WORK REQUIRED: Beginning with the line containing "coat and report the pixel coordinates.", give every line again exactly as it is, ending with the last line of the entries.

Data extracted from a collection

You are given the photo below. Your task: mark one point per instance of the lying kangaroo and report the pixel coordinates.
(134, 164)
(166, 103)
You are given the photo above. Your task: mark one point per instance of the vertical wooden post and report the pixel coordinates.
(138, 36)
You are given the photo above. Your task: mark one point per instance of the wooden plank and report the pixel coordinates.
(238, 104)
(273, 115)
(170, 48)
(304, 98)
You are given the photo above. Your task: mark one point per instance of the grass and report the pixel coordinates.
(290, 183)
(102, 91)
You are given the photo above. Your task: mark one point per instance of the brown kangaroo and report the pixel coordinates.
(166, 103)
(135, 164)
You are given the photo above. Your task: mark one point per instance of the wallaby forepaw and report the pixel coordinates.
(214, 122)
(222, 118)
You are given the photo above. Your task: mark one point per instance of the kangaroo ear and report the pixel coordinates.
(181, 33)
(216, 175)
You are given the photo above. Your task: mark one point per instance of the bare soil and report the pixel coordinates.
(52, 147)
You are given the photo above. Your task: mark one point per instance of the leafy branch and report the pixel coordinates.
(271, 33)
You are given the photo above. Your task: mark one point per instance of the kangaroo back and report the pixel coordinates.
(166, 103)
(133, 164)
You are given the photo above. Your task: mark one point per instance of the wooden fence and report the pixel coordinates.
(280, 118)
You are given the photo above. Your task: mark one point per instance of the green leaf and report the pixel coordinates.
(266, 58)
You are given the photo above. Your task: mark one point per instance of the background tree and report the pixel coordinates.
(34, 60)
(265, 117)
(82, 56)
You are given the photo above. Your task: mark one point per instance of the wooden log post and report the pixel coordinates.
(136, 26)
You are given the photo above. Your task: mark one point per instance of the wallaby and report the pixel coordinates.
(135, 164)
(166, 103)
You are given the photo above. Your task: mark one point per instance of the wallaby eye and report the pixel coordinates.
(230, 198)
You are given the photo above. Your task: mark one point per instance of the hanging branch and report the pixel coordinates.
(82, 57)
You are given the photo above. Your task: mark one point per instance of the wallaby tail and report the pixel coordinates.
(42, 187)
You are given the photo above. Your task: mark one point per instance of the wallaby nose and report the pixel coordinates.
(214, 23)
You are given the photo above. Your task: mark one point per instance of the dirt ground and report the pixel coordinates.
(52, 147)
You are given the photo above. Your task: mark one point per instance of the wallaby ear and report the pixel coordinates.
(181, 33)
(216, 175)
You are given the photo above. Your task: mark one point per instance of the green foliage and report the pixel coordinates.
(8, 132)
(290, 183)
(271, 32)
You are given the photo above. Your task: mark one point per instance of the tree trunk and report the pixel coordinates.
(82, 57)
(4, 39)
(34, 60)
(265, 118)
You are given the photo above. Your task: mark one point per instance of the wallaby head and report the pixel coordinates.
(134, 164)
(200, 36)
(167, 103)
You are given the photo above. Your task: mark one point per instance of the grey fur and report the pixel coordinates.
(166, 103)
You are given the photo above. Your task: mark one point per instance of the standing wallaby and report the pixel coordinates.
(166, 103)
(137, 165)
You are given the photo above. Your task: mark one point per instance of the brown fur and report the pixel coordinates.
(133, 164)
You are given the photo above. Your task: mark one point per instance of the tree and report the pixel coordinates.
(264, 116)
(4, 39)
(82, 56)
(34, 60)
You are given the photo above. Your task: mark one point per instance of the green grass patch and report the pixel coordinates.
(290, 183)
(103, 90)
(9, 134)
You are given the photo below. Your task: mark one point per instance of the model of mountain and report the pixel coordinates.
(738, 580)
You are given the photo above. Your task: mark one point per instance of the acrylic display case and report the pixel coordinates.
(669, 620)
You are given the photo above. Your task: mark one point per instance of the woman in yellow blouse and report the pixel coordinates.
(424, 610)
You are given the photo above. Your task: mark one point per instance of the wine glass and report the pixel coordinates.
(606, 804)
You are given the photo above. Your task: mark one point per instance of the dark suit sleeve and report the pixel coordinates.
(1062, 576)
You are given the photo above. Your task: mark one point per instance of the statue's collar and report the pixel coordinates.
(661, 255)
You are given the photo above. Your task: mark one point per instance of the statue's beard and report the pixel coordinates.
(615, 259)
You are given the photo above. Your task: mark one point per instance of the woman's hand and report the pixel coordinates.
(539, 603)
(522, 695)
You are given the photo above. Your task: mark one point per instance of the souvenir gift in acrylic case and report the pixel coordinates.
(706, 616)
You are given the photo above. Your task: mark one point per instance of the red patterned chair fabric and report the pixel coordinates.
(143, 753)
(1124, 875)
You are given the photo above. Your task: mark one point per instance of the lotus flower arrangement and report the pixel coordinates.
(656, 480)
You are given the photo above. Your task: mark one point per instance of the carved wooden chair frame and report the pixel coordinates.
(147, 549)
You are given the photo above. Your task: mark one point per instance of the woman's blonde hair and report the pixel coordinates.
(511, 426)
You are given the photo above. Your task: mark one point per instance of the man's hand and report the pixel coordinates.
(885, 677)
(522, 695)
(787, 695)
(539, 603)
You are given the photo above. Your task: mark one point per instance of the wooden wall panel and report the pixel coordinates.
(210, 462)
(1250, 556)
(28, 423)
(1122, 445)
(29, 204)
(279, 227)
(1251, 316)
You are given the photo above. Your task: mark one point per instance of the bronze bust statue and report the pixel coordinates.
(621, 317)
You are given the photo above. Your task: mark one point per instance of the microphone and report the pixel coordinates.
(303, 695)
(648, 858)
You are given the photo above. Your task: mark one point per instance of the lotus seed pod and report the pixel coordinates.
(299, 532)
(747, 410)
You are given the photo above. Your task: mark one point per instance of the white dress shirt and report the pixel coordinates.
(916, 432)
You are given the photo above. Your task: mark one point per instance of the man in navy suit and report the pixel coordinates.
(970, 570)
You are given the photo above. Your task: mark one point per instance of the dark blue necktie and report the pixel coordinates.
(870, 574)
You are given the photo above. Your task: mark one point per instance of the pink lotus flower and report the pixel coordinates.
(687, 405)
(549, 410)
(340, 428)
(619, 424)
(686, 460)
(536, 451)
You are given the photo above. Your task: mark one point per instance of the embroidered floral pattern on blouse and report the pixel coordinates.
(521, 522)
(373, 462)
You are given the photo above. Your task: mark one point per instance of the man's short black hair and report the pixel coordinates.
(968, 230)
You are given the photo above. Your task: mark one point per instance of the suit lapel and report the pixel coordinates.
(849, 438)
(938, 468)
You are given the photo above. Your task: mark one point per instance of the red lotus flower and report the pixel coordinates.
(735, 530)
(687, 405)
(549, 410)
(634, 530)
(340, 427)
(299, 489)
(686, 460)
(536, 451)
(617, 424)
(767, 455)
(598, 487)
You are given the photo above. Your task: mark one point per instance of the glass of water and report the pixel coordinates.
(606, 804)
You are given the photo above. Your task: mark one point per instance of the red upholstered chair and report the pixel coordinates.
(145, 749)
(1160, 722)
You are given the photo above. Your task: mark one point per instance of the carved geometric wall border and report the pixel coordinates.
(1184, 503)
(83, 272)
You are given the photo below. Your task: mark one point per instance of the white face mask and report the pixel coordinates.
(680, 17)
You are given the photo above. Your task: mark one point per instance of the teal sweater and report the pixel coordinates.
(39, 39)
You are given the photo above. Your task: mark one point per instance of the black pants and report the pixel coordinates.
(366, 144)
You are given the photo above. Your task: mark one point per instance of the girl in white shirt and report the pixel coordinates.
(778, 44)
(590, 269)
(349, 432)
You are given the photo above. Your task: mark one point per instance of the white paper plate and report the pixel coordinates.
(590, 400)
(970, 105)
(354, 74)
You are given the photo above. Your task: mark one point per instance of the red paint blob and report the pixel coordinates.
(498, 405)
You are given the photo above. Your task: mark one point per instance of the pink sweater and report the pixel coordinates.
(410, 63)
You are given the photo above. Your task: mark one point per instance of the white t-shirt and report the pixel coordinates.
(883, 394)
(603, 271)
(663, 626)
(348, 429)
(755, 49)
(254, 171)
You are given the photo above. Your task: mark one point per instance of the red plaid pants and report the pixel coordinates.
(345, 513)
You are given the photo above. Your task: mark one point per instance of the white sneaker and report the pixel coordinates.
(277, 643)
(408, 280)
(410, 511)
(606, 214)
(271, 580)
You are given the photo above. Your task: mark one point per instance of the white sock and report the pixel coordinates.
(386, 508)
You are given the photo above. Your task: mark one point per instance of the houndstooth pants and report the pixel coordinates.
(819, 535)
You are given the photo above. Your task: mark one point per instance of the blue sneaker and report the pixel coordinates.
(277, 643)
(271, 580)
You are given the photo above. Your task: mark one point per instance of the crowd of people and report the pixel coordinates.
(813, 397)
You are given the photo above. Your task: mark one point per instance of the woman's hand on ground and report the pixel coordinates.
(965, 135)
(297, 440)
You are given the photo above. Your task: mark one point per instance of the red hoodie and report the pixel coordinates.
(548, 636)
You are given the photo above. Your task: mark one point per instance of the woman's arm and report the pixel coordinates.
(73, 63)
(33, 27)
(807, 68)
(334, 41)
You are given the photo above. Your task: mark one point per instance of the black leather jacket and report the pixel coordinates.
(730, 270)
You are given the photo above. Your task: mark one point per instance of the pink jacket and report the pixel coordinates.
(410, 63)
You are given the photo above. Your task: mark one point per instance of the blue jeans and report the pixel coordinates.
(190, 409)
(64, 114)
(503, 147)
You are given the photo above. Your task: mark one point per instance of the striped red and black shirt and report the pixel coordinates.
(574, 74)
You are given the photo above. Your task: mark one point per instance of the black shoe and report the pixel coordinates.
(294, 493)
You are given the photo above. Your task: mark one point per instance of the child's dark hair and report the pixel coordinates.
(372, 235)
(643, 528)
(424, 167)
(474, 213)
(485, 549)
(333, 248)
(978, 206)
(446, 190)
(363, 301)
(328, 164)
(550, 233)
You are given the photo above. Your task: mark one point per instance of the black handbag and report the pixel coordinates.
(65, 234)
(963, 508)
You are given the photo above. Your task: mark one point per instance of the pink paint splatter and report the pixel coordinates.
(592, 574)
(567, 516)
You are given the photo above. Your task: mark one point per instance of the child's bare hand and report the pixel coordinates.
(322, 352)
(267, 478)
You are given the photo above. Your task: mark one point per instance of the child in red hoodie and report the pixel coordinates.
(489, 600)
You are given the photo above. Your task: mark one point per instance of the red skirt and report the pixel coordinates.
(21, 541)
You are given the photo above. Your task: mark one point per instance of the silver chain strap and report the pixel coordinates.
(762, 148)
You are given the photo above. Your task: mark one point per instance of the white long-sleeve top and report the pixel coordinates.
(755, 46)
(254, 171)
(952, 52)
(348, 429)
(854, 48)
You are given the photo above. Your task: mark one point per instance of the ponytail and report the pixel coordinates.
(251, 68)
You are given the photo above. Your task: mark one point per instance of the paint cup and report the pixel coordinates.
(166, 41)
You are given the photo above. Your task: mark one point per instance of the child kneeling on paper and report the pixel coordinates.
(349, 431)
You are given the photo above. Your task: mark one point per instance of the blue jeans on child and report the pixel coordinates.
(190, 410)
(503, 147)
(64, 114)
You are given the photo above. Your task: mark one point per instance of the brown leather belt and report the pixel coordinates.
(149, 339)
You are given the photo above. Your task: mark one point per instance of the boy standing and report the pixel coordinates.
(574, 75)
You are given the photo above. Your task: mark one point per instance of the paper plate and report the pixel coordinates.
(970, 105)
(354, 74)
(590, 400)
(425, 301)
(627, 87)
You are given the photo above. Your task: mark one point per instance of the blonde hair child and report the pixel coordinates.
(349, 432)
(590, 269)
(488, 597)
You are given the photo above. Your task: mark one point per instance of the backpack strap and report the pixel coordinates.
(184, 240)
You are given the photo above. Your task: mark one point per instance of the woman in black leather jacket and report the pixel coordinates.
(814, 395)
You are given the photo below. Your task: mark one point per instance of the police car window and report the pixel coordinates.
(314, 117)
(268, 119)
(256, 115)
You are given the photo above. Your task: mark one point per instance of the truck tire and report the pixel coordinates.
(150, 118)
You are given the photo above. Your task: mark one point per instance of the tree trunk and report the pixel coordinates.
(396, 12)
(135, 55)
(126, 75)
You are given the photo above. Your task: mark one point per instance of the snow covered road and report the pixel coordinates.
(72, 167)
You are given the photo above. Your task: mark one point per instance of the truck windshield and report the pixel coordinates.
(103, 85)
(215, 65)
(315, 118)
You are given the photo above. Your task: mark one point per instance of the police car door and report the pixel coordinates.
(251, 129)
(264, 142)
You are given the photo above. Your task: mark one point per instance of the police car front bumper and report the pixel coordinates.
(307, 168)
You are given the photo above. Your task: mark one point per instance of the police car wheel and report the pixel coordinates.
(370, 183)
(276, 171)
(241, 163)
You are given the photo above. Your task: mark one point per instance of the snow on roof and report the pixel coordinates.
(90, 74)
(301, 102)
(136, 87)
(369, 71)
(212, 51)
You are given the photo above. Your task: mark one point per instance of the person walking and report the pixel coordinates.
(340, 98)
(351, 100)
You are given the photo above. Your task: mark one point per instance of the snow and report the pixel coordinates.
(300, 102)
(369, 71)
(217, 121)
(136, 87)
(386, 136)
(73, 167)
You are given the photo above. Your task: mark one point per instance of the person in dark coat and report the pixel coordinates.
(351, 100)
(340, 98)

ANSWER AREA:
You are given the photo above. Your task: mark one point per instance of the person in dark coat and report the pixel coordinates.
(351, 100)
(340, 98)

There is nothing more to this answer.